◆ **取り組む課題**
**a)** 総社市の福祉フォーラムの文章をもとに、次の問いに答えてください。
(i) フォーラムは総社市のどこで行われましたか。
(ii) パネルディスカッションでコーディネーターを務めたのは誰ですか。
(iii) 市の職員の名刺には何が描かれていますか。
**b)** 次の各文が総社市の福祉フォーラムの文章の内容と合っているかどうかを判断してください。それぞれ「はい」か「いいえ」で答え、判断の根拠となる本文の語句をそのまま引用してください。
(i) フォーラムは総社市とAMDAの共催で開かれた。
(ii) 総社市の人口は減少している。
(iii) 葛西健氏は厚労省事務次官としてパネルディスカッションに参加した。
**c)** 総社市の福祉フォーラムの文章を、最後の文に続けて書き継いでください。

◆ **抜粋本文**

* * * * *

世界屈指の「相互扶助」社会福祉政策 – AMDA(アムダ)
救える命があればどこまでも
特定非営利活動法人アムダ
国連経済社会理事会総合協議資格NGO

世界屈指の「相互扶助」社会福祉政策


今月3日。総社市の国民宿舎サンロード吉備路で「全国屈指福祉フォーラム」が市とAMDAの共催で行われた。加藤勝信厚生労働相、加藤保博総社市議会議長、小野泰弘元県議会議長、江本公一県議、片岡聡一市長があいさつし、市議の紹介に続き「総社市の福祉政策」のビデオが紹介された。内容は、「子育て王国そうじゃ」、待機児童ゼロ、障がい者千五百人雇用推進、新生活交通「雪舟くん」、高齢者雇用、健康インセンティブ、大規模災害被災地支援など。結果として人口が増えている。なお、市の福祉行政には、職員の名刺に描かれている五重塔に代表される、聖武天皇が仏教の慈悲の心を広布する為に全国展開した国分寺の地である歴史。さらには、橋本龍伍元厚労相から橋本龍太郎元首相、橋本元首相の秘書だった片岡市長と受け継がれてきた福祉の系譜が交差する精神風土が影響していることを理解していただきたい。

引き続きパネルディスカッションを開催。パネラリストは蒲原基道・厚労省事務次官、葛西健・世界保健機構(WHO)西太平洋地域事務局事業統括部長、松田久・岡山経済同友会代表幹事、片岡市長。コーディネーターは筆者が務めた。蒲原氏は「このすばらしい福祉政策の業績を総社市民が当たり前と思っているすごさ」、葛西氏は「この福祉業績の世界への紹介」、松田氏からは「総社市とジュネーブの国連諸機関との協力体制の推進」などの発言があった。片岡市長も「雇用事業による障がい者の社会参加は企業誘致以上の意義がある」と言及し、筆者は「WHOが定義する健康についての重要な社会参加を具現化した最先端の業績だ」と評価した。

* * * * *

◆ **提供資料**
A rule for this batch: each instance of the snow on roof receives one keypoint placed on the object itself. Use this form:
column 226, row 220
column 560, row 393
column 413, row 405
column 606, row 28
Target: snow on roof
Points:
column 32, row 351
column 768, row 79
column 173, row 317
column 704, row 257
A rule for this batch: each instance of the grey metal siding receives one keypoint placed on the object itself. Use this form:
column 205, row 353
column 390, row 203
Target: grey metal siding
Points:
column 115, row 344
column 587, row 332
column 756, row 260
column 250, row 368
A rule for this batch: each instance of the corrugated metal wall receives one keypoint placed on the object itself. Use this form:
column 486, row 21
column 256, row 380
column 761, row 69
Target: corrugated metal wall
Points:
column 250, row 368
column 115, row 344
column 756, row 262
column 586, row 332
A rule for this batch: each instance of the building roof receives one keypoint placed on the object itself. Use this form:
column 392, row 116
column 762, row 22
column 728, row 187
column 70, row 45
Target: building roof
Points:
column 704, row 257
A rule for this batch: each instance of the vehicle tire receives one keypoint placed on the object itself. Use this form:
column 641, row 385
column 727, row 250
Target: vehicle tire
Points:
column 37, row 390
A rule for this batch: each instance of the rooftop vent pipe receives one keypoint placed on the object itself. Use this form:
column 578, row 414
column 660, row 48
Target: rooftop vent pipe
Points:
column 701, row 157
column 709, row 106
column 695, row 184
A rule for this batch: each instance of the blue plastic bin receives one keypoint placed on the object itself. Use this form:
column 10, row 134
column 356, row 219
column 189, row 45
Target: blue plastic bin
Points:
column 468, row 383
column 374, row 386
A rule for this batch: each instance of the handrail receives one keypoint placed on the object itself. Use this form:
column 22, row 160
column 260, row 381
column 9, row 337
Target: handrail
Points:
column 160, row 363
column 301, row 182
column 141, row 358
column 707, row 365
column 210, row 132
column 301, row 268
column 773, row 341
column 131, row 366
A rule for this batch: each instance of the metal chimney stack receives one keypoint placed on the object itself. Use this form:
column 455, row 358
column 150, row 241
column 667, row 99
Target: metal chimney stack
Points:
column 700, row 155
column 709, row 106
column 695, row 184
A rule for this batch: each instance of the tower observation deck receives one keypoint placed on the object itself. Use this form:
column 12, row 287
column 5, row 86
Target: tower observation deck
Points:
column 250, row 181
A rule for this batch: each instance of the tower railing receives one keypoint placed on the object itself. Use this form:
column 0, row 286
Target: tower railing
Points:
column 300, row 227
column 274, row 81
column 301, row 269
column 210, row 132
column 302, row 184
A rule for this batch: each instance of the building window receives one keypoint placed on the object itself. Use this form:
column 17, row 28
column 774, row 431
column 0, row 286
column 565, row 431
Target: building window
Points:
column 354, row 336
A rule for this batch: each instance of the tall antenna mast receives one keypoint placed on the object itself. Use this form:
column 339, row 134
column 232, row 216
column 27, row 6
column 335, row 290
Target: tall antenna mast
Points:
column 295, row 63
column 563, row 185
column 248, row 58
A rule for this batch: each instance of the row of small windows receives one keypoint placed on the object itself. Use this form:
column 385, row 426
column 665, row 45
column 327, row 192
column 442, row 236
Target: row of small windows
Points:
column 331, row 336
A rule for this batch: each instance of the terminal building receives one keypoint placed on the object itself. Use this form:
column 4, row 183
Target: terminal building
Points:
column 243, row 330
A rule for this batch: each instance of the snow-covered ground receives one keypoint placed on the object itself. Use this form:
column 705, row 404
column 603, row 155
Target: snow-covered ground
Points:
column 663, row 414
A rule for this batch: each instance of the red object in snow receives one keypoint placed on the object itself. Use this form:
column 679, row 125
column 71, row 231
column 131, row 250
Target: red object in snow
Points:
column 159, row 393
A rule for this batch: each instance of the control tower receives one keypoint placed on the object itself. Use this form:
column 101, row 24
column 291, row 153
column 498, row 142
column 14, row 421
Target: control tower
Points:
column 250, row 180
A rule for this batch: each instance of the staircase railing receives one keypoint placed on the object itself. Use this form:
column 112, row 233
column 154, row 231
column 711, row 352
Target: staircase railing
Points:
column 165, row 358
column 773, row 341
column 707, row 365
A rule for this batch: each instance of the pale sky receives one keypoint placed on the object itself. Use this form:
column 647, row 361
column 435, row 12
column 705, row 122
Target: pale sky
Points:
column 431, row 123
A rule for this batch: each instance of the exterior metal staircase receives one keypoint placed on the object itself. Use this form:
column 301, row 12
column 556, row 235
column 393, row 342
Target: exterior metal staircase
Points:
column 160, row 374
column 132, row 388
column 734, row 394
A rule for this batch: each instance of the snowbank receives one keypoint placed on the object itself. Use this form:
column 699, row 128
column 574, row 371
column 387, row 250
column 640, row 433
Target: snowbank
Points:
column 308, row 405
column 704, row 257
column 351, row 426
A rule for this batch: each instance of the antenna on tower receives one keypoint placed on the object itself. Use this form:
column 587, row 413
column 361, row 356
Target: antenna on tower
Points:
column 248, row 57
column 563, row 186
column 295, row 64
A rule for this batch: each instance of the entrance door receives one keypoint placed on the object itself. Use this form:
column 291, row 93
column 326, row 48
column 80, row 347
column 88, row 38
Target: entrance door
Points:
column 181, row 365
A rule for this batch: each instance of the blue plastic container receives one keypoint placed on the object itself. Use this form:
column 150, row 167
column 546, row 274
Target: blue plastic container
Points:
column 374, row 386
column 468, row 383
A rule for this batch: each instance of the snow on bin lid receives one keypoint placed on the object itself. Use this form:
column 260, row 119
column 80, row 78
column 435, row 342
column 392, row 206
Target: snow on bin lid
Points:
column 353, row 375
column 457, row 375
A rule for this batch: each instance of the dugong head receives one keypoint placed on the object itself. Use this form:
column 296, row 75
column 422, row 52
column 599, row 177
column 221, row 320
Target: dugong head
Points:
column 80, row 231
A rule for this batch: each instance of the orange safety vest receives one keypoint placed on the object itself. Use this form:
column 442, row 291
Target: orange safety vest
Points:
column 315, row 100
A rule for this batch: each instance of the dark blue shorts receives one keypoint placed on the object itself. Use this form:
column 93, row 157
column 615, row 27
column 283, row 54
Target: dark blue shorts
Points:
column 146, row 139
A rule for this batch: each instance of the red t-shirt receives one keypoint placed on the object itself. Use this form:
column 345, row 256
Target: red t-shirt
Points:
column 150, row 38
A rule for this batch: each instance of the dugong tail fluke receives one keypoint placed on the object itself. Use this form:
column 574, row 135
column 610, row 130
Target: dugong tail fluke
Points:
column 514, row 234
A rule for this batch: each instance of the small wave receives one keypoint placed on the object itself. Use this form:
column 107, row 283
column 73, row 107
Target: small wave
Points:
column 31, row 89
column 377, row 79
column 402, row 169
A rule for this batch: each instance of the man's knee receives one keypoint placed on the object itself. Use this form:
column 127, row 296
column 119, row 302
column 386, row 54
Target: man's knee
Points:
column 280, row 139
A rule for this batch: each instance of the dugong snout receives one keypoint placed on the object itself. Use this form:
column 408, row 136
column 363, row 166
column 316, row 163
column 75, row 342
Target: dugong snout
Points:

* * * * *

◆ **解答一覧**
**a)**
(i) 国民宿舎サンロード吉備路で行われました。
(ii) 筆者が務めました。
(iii) 五重塔が描かれています。

**b)**
(i) はい。「市とAMDAの共催で行われた」
(ii) いいえ。「結果として人口が増えている」
(iii) いいえ。「葛西健・世界保健機構(WHO)西太平洋地域事務局事業統括部長」

**c)**
蒲原氏は厚労行政の事務方の責任者、葛西氏はWHO西太平洋地域事務局のナンバー2である。葛西氏は「世界各国が常に注目している日本の健康、福祉行政をもっと積極的に世界に紹介・活用させたい」と意気込む。途中で葛西氏がWHO西太平洋地域事務局の次期事務局長選挙の最有力候補であることが紹介され、蒲原氏からは葛西氏が立候補すれば積極的に支援するとの力強い発言があった。

ちなみに、AMDAと葛西氏との最初の接点は1995年にAMDAのルワンダ難民支援医療活動が東京で発表された場だった。厚生省職員として参加されていた。以後、ご指導をいただいている。総社市の先進的な取り組みを世界に紹介していただければ望外の喜びである。

AMDAは「西のジュネーブ、東の岡山」をスローガンに掲げて国際貢献NGOサミットを外務省、岡山県、岡山市、倉敷市の支援の下に1994年から12年間開催してきた。総社市も岡山の地である。市長、市議会と総社市民がハンディキャップをもった市民の社会参加を条例制定の下に推進している。条例とは市民の総意である。フォーラムの最後に「世界屈指の福祉フォーラム」に修正することを提案。圧倒的な会場からの拍手で賛同が得られた。AMDAは2006年に国連経済社会理事会総合協議資格を認められた。日本のNPOとしてはAMDAだけである。この国連諸機関に政策提言できる資格を活用して、総社市の社会福祉政策を世界にアピールしたい。

夢童は最終回である。毎日新聞岡山支局と読者の方々に心から感謝申し上げたい。